Source data:
--
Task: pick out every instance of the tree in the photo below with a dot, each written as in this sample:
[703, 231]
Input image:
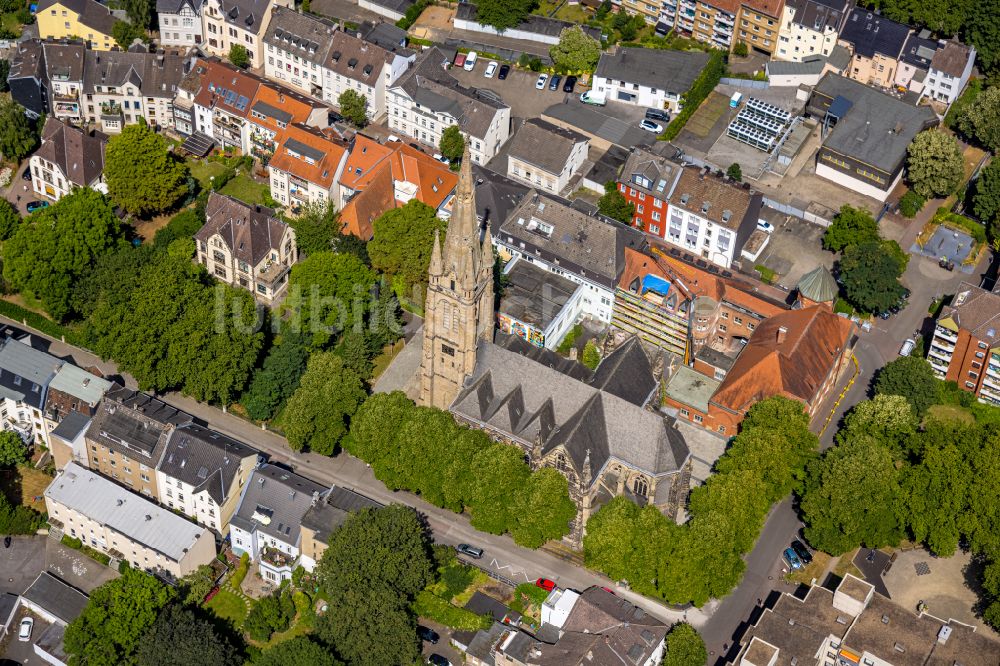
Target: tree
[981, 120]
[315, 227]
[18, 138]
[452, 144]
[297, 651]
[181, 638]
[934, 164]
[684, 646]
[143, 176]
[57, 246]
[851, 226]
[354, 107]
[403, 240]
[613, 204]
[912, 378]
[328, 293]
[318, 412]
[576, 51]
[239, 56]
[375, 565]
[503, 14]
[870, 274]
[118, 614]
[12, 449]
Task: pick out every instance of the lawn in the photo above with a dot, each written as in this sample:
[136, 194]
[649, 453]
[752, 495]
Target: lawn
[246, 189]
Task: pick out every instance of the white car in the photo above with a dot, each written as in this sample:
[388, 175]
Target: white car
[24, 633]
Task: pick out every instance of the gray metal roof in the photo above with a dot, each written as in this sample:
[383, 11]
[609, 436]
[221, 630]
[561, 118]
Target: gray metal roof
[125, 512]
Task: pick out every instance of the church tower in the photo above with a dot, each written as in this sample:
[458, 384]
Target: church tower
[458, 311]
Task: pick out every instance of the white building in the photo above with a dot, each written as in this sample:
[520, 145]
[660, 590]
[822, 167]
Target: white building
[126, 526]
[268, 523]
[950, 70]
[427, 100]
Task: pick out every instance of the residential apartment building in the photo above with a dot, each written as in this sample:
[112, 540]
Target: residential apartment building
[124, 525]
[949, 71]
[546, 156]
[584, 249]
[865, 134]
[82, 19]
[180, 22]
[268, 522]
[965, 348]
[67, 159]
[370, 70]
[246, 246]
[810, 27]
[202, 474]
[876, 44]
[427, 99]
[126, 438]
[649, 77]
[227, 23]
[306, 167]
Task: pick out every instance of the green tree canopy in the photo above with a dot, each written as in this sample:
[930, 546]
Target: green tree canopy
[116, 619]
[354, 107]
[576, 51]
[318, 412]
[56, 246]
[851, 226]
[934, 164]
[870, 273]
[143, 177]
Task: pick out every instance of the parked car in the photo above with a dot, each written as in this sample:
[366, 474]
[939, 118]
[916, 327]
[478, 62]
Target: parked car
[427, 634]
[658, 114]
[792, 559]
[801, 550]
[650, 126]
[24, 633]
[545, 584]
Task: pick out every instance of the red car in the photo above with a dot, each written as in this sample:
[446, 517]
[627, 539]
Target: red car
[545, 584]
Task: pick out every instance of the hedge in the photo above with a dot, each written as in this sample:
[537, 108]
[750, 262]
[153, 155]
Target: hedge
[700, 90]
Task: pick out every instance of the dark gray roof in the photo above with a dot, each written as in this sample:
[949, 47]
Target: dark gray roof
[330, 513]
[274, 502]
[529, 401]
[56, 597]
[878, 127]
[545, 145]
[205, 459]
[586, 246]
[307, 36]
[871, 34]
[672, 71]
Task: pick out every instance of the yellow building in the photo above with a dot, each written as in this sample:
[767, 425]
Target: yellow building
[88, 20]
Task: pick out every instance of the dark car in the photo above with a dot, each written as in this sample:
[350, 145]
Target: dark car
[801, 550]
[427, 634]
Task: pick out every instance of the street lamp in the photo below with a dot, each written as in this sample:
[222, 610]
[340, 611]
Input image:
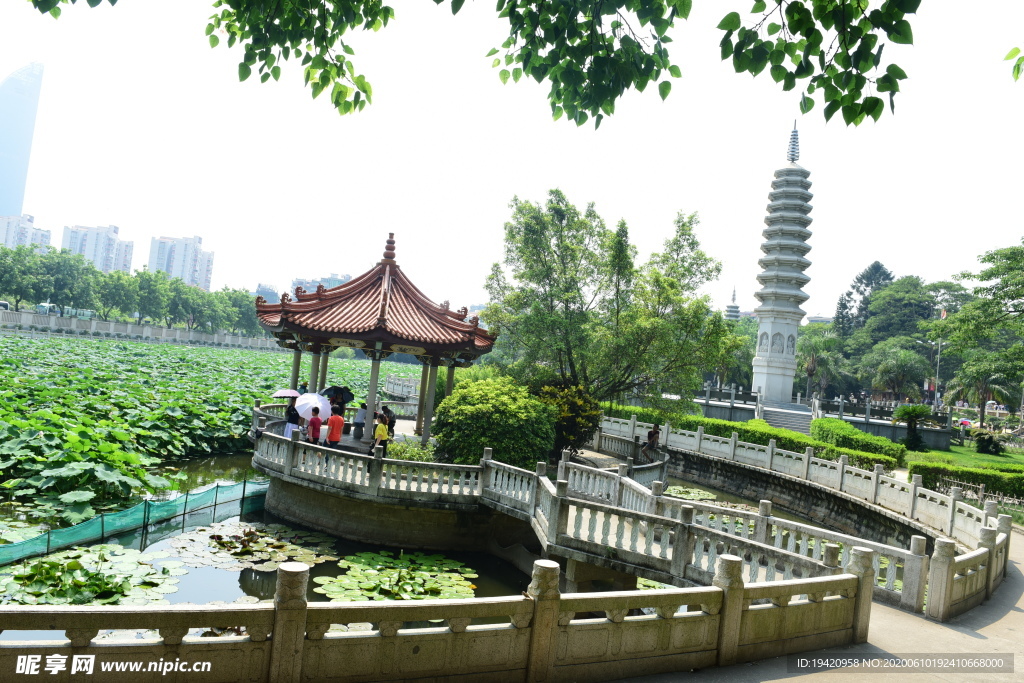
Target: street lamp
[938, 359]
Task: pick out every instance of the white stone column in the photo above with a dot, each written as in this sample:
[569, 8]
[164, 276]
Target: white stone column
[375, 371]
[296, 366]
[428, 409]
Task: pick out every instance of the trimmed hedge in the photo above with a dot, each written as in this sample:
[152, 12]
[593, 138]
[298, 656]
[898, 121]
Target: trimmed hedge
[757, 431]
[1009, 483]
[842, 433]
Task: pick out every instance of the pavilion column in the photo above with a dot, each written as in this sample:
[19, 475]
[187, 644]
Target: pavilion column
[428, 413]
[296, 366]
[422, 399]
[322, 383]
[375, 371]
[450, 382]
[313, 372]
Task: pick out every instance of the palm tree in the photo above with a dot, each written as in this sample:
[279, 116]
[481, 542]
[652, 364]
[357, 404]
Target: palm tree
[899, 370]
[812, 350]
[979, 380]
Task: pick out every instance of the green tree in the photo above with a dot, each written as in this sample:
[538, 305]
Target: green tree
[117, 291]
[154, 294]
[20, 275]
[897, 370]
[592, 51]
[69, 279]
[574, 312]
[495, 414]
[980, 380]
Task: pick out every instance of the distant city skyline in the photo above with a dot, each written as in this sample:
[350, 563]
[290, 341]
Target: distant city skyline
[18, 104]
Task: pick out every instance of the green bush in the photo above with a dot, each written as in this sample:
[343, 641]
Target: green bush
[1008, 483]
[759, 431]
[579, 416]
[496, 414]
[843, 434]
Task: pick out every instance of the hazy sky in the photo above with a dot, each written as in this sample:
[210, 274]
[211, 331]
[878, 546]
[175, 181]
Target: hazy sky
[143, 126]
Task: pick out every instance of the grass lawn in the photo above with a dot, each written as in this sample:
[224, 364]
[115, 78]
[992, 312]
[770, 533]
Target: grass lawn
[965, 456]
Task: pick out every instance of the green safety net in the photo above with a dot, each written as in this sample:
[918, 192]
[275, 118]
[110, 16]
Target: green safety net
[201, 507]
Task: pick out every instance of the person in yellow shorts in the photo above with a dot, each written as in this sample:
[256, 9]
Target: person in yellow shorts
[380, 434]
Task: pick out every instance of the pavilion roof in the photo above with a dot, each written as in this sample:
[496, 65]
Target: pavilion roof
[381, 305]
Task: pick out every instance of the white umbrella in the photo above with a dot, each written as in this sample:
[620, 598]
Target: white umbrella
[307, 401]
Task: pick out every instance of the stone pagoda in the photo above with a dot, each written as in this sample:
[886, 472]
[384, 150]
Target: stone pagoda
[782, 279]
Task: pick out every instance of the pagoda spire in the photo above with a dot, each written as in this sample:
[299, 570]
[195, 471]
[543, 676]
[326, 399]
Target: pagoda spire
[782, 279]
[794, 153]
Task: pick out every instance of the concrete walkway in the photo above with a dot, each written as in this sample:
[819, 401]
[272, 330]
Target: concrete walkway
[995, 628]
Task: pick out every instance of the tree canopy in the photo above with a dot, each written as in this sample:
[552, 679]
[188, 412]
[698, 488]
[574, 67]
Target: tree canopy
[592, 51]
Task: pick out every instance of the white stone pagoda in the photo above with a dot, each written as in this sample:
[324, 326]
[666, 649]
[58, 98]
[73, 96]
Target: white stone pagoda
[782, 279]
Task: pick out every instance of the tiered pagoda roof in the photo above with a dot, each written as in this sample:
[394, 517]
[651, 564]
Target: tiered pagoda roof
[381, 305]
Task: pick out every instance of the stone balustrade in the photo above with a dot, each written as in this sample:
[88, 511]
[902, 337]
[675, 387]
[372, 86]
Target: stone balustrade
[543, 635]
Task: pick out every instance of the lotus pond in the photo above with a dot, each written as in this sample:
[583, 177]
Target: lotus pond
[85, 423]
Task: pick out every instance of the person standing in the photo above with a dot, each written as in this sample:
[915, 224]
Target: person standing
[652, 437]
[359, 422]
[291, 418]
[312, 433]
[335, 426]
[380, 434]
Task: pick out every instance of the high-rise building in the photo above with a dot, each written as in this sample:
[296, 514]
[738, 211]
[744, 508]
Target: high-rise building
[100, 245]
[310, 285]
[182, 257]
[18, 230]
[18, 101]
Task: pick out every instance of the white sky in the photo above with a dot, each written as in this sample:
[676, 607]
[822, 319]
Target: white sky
--
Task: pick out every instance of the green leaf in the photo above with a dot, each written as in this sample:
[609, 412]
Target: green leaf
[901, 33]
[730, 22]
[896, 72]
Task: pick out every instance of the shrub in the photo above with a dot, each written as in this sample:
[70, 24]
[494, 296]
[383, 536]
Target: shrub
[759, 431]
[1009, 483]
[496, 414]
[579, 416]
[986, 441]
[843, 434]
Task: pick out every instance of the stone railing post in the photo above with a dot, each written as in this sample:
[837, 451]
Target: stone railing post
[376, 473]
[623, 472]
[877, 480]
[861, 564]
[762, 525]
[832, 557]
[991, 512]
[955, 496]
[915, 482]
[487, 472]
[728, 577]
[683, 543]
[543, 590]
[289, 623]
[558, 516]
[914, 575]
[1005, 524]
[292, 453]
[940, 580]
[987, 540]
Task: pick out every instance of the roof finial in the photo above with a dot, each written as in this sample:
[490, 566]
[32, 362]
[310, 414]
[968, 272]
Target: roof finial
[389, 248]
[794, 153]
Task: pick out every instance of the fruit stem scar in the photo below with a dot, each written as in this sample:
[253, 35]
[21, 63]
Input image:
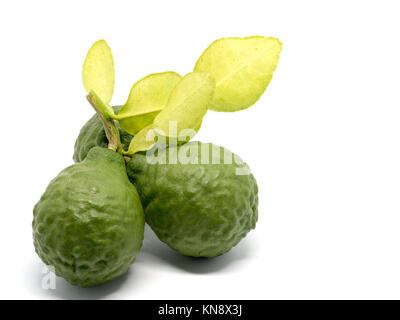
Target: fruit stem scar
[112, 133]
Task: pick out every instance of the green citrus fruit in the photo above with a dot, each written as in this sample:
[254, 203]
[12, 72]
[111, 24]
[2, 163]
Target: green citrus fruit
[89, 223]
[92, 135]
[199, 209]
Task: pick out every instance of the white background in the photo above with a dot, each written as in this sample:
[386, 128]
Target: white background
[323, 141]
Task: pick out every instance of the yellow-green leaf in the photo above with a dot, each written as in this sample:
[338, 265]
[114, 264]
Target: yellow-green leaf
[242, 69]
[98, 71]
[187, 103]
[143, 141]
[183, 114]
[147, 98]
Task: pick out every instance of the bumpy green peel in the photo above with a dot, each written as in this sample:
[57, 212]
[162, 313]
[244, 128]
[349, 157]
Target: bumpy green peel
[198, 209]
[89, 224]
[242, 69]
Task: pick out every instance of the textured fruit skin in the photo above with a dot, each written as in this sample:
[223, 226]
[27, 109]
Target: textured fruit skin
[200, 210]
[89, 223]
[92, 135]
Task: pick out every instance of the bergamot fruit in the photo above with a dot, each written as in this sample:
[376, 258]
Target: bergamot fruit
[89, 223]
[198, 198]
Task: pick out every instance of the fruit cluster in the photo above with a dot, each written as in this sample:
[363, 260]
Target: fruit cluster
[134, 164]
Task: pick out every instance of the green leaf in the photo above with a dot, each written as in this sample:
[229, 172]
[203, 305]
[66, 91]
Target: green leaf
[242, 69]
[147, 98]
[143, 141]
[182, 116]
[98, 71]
--
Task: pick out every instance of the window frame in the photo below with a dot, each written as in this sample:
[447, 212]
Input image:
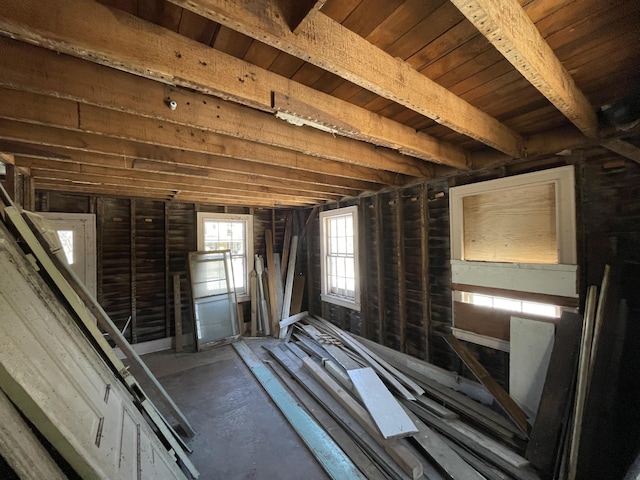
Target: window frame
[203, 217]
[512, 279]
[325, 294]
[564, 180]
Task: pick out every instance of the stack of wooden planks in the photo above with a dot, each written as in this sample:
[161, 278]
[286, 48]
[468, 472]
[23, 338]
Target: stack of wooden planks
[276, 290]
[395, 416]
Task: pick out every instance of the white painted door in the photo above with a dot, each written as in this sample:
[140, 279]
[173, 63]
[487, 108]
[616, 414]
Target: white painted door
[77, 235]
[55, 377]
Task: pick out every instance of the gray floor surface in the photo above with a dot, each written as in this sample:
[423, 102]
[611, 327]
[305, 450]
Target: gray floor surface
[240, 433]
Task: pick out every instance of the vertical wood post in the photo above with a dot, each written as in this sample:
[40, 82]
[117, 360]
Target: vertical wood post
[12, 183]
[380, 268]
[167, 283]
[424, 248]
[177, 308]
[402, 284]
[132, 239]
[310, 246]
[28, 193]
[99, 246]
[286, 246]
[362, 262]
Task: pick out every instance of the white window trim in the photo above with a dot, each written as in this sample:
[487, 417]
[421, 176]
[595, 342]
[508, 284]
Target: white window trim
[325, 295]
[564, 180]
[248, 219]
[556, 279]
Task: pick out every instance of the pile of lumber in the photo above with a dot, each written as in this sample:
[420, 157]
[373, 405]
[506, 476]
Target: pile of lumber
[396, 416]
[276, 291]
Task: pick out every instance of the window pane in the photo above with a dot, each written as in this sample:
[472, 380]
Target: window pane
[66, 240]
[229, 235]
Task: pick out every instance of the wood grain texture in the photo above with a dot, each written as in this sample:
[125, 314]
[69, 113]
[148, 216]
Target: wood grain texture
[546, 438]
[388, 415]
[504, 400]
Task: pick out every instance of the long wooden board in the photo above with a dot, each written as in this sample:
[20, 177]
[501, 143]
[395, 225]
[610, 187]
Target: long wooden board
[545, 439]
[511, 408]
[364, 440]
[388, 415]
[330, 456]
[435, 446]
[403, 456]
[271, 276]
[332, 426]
--
What you will do:
Please return a copy of each line in the entries that has the string "below".

Task solution:
Task: pick out every instance of the tree in the photo below with a dot, each written as in this sample:
Task: pick out every instance of the street lamp in the photo below with a dot, each written as in this sample:
Task: pick out every instance of the fruit stem scar in the photo below with a dot, each written as in this sample:
Task: pick out every instance of the window frame in the photo below with a dot, each written as in this sample:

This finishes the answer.